Start of RECORDS SHOWN

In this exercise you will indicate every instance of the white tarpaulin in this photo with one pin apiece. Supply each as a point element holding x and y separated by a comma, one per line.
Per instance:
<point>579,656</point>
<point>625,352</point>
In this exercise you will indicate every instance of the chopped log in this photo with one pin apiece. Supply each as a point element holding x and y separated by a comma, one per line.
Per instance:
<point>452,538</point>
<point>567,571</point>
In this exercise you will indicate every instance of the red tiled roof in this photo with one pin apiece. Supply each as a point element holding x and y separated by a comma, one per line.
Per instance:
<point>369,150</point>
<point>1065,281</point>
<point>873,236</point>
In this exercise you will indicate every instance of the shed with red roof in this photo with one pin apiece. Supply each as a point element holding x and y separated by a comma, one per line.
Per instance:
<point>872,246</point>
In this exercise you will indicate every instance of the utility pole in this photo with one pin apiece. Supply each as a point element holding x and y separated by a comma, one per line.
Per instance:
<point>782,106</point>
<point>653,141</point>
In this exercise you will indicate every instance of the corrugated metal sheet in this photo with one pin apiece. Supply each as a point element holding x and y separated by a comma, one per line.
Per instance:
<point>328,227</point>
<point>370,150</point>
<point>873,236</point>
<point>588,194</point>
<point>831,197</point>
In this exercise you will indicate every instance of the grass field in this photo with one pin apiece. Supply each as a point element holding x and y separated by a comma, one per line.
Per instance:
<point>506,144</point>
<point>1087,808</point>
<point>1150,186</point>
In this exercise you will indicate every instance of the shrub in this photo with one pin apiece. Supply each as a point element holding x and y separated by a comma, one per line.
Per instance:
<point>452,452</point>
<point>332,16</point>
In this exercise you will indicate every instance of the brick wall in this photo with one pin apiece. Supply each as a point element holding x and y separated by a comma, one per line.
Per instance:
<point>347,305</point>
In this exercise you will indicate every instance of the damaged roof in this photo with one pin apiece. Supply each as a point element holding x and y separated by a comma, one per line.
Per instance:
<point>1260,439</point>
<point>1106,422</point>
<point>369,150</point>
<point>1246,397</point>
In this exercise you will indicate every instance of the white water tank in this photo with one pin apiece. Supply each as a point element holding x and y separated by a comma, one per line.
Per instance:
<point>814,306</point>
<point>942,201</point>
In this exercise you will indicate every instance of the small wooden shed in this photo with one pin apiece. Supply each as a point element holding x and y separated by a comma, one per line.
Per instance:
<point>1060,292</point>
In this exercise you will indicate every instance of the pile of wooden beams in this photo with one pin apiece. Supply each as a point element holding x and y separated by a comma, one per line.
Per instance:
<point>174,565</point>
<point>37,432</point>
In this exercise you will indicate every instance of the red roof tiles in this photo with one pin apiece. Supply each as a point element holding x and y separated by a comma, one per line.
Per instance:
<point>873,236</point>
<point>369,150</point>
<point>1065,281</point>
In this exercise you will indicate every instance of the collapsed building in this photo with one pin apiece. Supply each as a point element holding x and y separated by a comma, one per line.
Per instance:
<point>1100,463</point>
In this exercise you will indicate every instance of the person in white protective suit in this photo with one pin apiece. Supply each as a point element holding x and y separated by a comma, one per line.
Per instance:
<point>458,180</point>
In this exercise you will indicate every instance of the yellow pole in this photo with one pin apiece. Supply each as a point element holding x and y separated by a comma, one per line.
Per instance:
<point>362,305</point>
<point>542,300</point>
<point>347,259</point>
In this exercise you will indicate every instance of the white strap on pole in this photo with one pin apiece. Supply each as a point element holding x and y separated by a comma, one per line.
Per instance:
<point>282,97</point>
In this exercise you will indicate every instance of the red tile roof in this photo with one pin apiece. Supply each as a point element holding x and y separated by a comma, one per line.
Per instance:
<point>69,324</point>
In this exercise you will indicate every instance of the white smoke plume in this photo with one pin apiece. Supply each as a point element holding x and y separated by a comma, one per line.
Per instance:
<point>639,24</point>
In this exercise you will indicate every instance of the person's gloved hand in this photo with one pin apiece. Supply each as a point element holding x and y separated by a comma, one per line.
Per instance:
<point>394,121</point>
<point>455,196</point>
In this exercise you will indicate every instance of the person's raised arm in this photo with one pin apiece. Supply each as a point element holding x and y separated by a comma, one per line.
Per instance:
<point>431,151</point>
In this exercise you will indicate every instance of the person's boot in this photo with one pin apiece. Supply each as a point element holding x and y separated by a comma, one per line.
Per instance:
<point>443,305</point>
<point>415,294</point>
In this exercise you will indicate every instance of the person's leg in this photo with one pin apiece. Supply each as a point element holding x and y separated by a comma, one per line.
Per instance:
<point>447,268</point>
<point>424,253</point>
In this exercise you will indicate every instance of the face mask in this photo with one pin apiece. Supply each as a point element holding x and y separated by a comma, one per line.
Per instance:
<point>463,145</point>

End of RECORDS SHOWN

:: WHAT THE TASK REQUIRES ::
Please rescale the material from the line with "the person's raised" up to and including the last line of the material: repeat every line, requests included, with each answer coordinate multiplied by 2.25 and rounded to a whole number, halves rounding up. Return only those lines.

:: SOLUTION ::
In this exercise you will indicate every instance of the person's raised arm in this photo with one pin apiece. Supply each as a point element holding x and y separated by a comma, one per line.
Per instance:
<point>970,340</point>
In this exercise you will indicate every instance of the person's boot in this photo with one pin apiece. Supply each as a point element holding x and y separated by a comma, one per line.
Per instance:
<point>997,686</point>
<point>934,662</point>
In this exercise you will indicate every instance of the person's leg in this photo with one pin apiece. Supply each as a point element holding x and y separated by a comma, one per line.
Per instance:
<point>1006,603</point>
<point>954,569</point>
In this exercise you will indicate every instance of the face mask in this photo with one pin apiece. Supply each as a point element holding x and y separated by a comma, one per line.
Per instance:
<point>1042,326</point>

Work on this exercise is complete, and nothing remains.